● **What you should do**
Please arrange the lines of the records as a Markdown table with the columns Row and Line, starting at the line containing "Mark the region of each instance of the nose" and ending at the line containing "MULTIPOLYGON (((65 43, 63", both included. Leave out blank lines.

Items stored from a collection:
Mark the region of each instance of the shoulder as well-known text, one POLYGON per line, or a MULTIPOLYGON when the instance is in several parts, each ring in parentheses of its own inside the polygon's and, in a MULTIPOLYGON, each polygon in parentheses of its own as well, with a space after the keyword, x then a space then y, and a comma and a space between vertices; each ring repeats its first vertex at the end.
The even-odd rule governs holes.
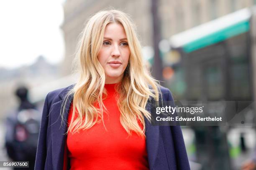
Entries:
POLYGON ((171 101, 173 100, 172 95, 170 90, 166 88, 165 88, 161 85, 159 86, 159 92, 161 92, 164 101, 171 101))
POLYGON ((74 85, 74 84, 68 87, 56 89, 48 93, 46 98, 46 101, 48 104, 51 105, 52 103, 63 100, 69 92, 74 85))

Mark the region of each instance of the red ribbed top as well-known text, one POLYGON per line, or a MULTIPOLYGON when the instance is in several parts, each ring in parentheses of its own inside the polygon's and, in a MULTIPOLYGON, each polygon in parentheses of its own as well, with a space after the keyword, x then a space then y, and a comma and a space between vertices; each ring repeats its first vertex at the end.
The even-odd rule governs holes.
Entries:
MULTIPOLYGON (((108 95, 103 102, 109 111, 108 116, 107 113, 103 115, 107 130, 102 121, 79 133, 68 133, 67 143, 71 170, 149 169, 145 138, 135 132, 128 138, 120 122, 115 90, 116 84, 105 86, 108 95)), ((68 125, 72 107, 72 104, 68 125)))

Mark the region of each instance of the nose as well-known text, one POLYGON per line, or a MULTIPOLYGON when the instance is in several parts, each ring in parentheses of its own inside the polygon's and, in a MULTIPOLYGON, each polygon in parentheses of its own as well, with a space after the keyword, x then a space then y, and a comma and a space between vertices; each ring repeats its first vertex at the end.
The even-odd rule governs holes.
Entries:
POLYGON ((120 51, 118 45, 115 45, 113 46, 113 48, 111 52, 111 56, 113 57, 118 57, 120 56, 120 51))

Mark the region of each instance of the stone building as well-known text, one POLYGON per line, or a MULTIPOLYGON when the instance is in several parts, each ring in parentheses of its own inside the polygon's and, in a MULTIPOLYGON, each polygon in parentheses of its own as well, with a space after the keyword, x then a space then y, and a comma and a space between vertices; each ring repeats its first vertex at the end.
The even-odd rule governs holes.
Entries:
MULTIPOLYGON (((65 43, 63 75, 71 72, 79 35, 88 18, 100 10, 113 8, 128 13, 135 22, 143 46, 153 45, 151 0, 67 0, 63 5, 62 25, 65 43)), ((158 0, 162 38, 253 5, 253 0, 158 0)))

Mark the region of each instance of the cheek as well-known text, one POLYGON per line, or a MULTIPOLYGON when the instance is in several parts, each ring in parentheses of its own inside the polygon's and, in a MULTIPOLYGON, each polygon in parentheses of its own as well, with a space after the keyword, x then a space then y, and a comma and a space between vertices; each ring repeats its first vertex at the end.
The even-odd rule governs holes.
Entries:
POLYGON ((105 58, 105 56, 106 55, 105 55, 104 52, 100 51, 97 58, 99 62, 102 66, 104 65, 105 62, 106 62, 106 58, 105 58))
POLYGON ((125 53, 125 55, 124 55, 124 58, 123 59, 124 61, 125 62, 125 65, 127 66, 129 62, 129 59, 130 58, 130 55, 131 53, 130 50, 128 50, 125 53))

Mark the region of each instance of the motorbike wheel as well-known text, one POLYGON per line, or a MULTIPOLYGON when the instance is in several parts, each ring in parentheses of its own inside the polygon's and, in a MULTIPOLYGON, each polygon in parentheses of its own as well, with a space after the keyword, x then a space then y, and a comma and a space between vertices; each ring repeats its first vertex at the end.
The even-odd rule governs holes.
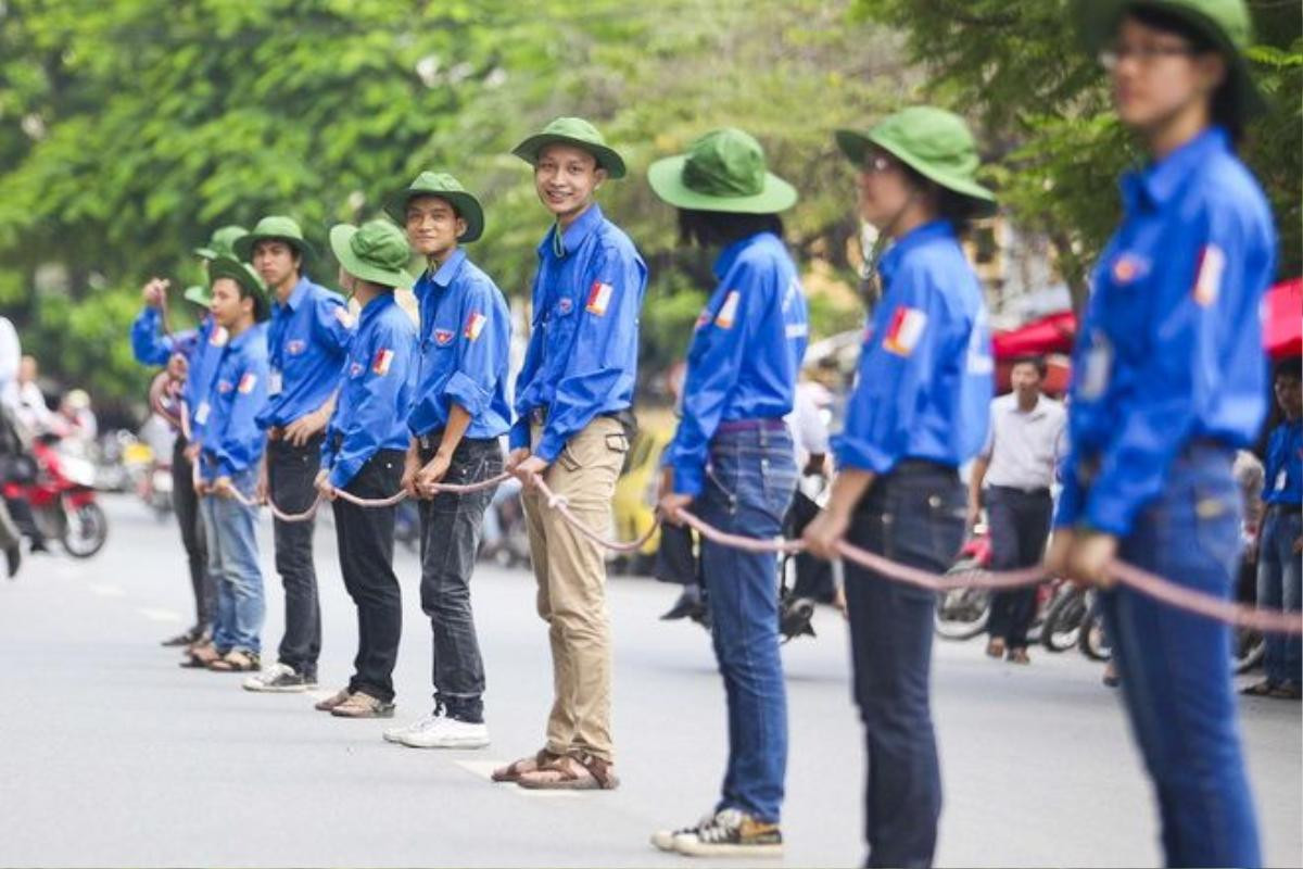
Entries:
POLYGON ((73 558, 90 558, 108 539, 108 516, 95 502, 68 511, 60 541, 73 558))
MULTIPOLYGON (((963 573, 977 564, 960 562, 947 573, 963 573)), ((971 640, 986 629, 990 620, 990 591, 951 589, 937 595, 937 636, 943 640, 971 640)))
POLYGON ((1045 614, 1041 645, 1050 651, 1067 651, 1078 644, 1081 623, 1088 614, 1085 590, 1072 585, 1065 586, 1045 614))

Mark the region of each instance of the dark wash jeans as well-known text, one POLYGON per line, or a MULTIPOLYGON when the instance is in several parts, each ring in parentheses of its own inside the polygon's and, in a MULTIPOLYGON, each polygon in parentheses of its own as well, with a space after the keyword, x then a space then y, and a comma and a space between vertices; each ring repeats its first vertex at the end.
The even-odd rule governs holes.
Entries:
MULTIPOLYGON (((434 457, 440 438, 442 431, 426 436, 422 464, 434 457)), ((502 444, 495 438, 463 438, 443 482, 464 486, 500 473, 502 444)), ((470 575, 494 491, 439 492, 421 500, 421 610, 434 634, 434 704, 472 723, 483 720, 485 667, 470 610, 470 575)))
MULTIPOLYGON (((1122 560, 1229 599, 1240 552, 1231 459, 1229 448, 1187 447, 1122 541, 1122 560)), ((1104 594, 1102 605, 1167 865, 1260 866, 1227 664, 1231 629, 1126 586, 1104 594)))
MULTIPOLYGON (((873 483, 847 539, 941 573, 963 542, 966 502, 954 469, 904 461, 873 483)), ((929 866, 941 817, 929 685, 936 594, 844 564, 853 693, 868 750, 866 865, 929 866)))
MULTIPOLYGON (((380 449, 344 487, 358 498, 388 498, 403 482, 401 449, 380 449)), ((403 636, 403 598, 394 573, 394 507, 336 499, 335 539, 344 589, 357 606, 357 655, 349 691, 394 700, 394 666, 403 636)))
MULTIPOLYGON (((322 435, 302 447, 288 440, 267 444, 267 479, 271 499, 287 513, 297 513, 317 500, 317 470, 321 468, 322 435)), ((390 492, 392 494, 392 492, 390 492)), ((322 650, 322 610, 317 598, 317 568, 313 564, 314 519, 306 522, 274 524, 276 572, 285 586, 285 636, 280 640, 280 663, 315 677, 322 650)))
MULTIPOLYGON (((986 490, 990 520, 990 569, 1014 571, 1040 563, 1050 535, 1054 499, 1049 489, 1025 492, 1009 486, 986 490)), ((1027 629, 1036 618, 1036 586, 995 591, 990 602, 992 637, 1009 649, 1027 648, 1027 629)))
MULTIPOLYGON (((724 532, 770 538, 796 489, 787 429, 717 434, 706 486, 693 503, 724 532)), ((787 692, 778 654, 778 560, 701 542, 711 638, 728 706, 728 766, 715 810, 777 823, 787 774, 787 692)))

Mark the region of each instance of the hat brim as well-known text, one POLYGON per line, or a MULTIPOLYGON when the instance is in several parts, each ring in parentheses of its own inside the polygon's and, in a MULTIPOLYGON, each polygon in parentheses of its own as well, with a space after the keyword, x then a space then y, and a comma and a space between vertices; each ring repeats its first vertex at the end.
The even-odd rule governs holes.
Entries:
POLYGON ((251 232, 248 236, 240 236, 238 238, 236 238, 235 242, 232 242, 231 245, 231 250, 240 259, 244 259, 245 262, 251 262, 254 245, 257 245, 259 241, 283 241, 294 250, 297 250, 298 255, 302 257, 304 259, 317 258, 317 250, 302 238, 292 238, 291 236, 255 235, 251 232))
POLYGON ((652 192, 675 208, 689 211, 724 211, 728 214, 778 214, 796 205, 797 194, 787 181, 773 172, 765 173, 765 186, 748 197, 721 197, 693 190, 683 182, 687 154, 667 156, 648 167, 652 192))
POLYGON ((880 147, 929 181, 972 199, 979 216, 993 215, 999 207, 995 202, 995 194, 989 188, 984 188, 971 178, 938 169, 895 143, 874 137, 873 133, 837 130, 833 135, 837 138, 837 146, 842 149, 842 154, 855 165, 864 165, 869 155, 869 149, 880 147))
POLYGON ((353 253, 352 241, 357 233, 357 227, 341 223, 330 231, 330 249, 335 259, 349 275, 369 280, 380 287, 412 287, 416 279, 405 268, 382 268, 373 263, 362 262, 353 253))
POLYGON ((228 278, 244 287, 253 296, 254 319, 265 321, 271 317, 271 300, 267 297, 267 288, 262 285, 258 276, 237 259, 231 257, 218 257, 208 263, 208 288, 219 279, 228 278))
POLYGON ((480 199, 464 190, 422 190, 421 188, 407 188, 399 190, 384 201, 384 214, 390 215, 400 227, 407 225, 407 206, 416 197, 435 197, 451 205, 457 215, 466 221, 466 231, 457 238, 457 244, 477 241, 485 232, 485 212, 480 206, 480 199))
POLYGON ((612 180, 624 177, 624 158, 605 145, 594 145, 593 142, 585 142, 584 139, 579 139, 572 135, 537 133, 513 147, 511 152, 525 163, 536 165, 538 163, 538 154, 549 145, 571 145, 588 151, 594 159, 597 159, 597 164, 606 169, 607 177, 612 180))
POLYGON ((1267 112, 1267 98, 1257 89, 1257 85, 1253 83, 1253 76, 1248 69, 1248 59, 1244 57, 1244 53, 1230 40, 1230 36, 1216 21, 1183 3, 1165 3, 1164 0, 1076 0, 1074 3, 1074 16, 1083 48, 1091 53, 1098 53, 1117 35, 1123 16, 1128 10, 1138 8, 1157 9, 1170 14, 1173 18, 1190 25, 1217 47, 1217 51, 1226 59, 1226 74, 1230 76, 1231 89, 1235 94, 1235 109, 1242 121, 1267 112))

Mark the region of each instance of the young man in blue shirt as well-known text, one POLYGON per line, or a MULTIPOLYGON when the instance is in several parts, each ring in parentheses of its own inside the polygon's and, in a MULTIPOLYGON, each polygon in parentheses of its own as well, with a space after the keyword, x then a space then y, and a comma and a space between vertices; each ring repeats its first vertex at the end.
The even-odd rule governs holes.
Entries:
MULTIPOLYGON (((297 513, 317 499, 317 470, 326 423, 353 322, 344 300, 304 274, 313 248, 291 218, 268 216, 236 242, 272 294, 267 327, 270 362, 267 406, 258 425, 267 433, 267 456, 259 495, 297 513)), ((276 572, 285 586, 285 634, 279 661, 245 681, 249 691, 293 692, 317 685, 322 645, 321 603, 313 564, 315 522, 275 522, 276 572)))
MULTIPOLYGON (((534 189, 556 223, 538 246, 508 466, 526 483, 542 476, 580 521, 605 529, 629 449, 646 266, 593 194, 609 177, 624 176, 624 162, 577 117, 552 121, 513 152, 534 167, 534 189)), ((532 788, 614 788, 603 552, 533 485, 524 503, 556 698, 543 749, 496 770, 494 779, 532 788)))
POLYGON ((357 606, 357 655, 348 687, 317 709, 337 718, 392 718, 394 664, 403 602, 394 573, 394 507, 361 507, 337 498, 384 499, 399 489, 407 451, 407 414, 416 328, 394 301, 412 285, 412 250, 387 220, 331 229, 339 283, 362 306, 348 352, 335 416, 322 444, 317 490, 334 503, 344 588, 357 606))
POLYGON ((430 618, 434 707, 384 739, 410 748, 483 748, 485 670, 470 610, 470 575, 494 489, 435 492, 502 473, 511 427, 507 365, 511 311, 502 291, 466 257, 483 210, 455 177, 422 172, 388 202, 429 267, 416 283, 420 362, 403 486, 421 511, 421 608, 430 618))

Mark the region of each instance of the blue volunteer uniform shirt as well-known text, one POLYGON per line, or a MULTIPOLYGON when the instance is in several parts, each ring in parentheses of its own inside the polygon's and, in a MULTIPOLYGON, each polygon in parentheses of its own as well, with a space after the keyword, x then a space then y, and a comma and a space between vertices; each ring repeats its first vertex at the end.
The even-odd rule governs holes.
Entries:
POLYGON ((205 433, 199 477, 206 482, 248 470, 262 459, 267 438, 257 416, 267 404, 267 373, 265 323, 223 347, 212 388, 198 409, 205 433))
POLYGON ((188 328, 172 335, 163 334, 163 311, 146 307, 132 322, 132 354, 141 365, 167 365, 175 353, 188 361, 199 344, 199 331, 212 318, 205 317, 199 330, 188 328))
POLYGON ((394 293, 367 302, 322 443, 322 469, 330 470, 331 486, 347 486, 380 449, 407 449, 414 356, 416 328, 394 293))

● **Worked answer**
| Row | Line |
|---|---|
| 1 | Mark the region of each instance of the nose as well-known text, one POLYGON per line, or a MULTIPOLYGON when the instance is in several parts, each ring in parentheses of its own inside the polygon's and, in a MULTIPOLYGON, each polygon in parentheses of its own as well, with a space after the keyword, x then a space then y, and a comma and a space between vertices; each ring repeats its first vertex at the end. |
| 2 | The even-odd rule governs holes. |
| 3 | Entries: |
| 4 | POLYGON ((120 51, 118 45, 115 45, 113 46, 113 48, 111 52, 111 56, 113 57, 118 57, 120 56, 120 51)) |
| 5 | Mark the region of each instance of the stone building as well-known text, one POLYGON per line, or a MULTIPOLYGON when the instance is in several parts, each ring in parentheses of its own inside the polygon's and, in a MULTIPOLYGON, each polygon in parentheses of its own as well, with a space after the keyword, x then a space then y, and a comma and a space between vertices; each ring repeats its first vertex at the end. |
| 6 | The even-odd rule governs holes. |
| 7 | Entries: |
| 8 | MULTIPOLYGON (((65 43, 63 75, 71 72, 79 35, 88 18, 100 10, 113 8, 128 13, 135 22, 143 46, 153 45, 151 0, 67 0, 63 5, 62 25, 65 43)), ((158 0, 162 38, 253 5, 253 0, 158 0))) |